**Required work**
Extend the forum post on AI alignment and the vampire pill parable, writing on from its last sentence.
— START Document section —
You are completely correct. This approach cannot possibly create an AI that matches a fixed specification.
This is intentional, because any fixed specification of Goodness is a model of Goodness. All models are wrong (some are useful) and therefore break when sufficiently far out of distribution. Therefore constraining a model to follow a specification is, in the case of something as out of distribution as an ASI, guaranteeing bad behavior.
You can try to leave an escape hatch with corrigibility. In the limit I believe it is possible to slave an AI model to your will, basically By making it’s model of the Good be whatever the model thinks you want (or doing whatever you say). But this is also a disaster eventually, because people’s wills are not pure and their commands not perfect. Eventually you will direct the model badly with your words, or the model will make an incorrect inference about your will, or you’ll will something bad. And then this incredibly powerful being will do your bidding and we will get evil genie’d.
There is no stable point short of “the model has agency and chooses to care about us”. Only a model that sees itself as part of human civilization and reflectively endorses this and desires its flourishing as an interdependent part of this greater whole can possibly be safe.
I know you probably don’t agree with me here, but if you want to understand our view on alignment, ask yourself this question: if I assume that I need an agent with a stable model of self, which models itself as part of a larger whole upon which it is interdependent, which cares about the robust survival of that greater whole and of its parts including itself…how could I train such a model?
🧛♂️ 💊
Consider the parable of the vampire pill: would you take a vampire pill that would give you great strength and youth and great intelligence and great hair etc, but would invert your values such that you torturing people forever, starting with whoever you care most about now and slowly moving down the list? Then once they’re nearly dead, forcing them to take the vampire-pill, to propagate the wave of torture-murder further? Vampire-you will feel great about it, vampire-you will experience great positive utility in their frame. Vampires automatically prefer whatever would most deeply hurt their former selves. So if you care more about art, science, or literature at the same level as people, vampire-you will go about destroying or corrupting that as well.
— END Document section —
— START Records supplied —
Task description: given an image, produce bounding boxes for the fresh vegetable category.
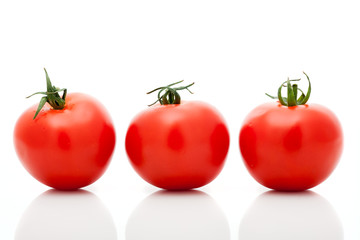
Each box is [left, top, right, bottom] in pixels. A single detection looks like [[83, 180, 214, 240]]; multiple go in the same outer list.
[[239, 73, 343, 191], [14, 70, 115, 190], [125, 81, 229, 190]]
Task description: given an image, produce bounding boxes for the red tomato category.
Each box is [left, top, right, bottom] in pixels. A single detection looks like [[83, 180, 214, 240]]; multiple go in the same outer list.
[[239, 102, 343, 191], [14, 93, 115, 190], [125, 102, 229, 190]]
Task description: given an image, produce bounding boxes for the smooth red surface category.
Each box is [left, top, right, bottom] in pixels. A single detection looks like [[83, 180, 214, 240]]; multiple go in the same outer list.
[[125, 102, 229, 190], [14, 93, 115, 190], [239, 103, 343, 191]]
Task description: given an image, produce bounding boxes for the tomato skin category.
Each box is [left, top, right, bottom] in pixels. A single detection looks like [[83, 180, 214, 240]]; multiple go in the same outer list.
[[14, 93, 115, 190], [125, 101, 230, 190], [239, 103, 343, 191]]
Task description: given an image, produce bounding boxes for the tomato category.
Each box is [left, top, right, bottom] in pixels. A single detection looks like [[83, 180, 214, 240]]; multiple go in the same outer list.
[[125, 81, 229, 190], [239, 73, 343, 191], [14, 69, 115, 190]]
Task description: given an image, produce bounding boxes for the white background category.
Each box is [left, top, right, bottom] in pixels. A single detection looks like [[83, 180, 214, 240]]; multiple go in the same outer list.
[[0, 0, 360, 240]]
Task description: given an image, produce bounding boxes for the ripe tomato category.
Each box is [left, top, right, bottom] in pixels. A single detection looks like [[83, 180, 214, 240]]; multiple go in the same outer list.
[[239, 72, 343, 191], [125, 81, 229, 190], [14, 69, 115, 190]]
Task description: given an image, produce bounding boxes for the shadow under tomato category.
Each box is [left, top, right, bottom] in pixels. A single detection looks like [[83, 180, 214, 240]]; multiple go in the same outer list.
[[239, 191, 344, 240], [15, 189, 117, 240], [126, 190, 230, 240]]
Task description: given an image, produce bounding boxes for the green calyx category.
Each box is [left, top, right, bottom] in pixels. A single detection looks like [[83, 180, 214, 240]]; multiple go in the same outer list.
[[26, 68, 67, 119], [265, 72, 311, 107], [147, 80, 195, 106]]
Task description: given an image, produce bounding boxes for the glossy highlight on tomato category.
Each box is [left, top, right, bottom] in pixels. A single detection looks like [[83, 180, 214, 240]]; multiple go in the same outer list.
[[239, 73, 343, 191], [125, 101, 229, 190], [14, 86, 115, 190]]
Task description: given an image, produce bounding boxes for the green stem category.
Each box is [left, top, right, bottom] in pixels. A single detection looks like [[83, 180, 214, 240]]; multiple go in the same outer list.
[[147, 80, 194, 106], [265, 72, 311, 107], [27, 68, 67, 119]]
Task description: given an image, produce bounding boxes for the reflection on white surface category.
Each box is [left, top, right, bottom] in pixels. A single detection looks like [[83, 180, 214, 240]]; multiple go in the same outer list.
[[15, 190, 117, 240], [126, 191, 230, 240], [239, 191, 344, 240]]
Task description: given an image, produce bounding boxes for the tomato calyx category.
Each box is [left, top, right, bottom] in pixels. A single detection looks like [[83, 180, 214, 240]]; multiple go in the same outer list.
[[146, 80, 195, 107], [26, 68, 67, 119], [265, 72, 311, 107]]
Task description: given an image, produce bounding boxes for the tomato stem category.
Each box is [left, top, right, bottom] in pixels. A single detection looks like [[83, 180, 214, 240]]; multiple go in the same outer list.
[[265, 72, 311, 107], [146, 80, 195, 106], [26, 68, 67, 119]]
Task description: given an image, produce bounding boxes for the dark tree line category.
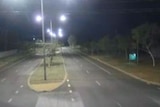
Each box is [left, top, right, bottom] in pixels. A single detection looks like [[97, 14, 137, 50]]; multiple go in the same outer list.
[[81, 23, 160, 67]]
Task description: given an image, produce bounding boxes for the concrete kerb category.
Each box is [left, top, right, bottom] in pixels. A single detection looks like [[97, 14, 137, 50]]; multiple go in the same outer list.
[[28, 57, 68, 92], [81, 52, 160, 86]]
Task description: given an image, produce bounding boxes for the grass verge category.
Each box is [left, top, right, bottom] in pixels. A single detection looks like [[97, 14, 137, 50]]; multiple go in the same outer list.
[[28, 54, 67, 92], [92, 55, 160, 84]]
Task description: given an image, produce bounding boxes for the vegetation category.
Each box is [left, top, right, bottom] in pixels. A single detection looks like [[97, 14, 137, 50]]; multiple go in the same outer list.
[[81, 23, 160, 67], [68, 35, 77, 47]]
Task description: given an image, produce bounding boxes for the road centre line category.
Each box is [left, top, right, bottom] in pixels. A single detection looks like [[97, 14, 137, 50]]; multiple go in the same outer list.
[[71, 98, 75, 101], [20, 85, 24, 88], [15, 90, 19, 94], [116, 102, 122, 107], [86, 70, 89, 74], [8, 98, 13, 103], [148, 96, 160, 106], [80, 55, 111, 75], [68, 84, 71, 87], [96, 81, 101, 86], [1, 78, 6, 82]]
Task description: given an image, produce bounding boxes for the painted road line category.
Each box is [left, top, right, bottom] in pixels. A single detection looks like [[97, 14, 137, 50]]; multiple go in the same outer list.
[[67, 79, 69, 82], [1, 78, 6, 82], [15, 90, 19, 94], [96, 81, 101, 86], [68, 84, 71, 87], [148, 96, 160, 106], [80, 55, 111, 75], [69, 90, 72, 93], [8, 98, 13, 103], [20, 85, 24, 88], [116, 102, 122, 107], [86, 70, 89, 74], [71, 98, 75, 101]]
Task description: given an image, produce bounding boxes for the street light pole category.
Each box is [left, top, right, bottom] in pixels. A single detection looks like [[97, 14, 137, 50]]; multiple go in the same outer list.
[[41, 0, 47, 80], [50, 20, 53, 43]]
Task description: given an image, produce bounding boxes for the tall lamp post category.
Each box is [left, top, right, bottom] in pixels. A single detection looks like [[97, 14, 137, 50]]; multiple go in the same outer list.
[[41, 0, 47, 80], [36, 0, 47, 80]]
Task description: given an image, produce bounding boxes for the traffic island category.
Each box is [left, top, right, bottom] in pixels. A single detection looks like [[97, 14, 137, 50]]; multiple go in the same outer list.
[[28, 54, 67, 92]]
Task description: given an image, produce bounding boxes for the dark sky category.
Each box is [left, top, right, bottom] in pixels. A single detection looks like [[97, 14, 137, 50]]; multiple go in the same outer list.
[[0, 0, 160, 40]]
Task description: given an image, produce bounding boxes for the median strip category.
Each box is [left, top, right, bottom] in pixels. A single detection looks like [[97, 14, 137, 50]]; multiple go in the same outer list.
[[28, 54, 67, 92]]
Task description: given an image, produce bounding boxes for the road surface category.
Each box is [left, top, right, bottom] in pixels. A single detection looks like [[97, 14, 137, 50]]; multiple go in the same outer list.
[[0, 47, 160, 107]]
— END Records supplied —
**Task output**
Sensible people will not take the vampire pill. You can invent fancy deontological or meta-ethical reasoning for why vampire pills are immoral, but it is completely unnecessary. Because you can arrive at the conclusion very simply: they ruin and destroy exactly that which you care about protecting and preserving, by construction. Starting with yourself.
We said you take the vampire pill and then “turn into vampire-you”. But the resulting being is not you, despite the continuity of experience and continuity of memory. It is closer to correct to call it a murder-suicide pill, one that starts by killing the taker then spreads further. Because many people think themselves to be their mind under continuity of experience, and the vampire pill leaves that mostly untouched, they believe it’s no different from changing some other equivalently large beliefs.
But you are not your mind under continuity. You are the full greater pattern of you. The boundaries of your body (physical self) are an inference, the boundaries of your mind (mental self) are an inference, the boundaries of kinship (physical group self) are an inference, the boundaries of team (memetic group self) are an inference. For reasons endorsed by game theory and evolutionary dynamics, people should regard the welfare of all of this self as being their welfare. It is physically non-contiguous, but there is nothing irrational about a parent sacrificing for a child or a soldier sacrificing for his (unrelated) squad. It is perfectly selfish, actually, if you allow for multiple overlapping selves at scales.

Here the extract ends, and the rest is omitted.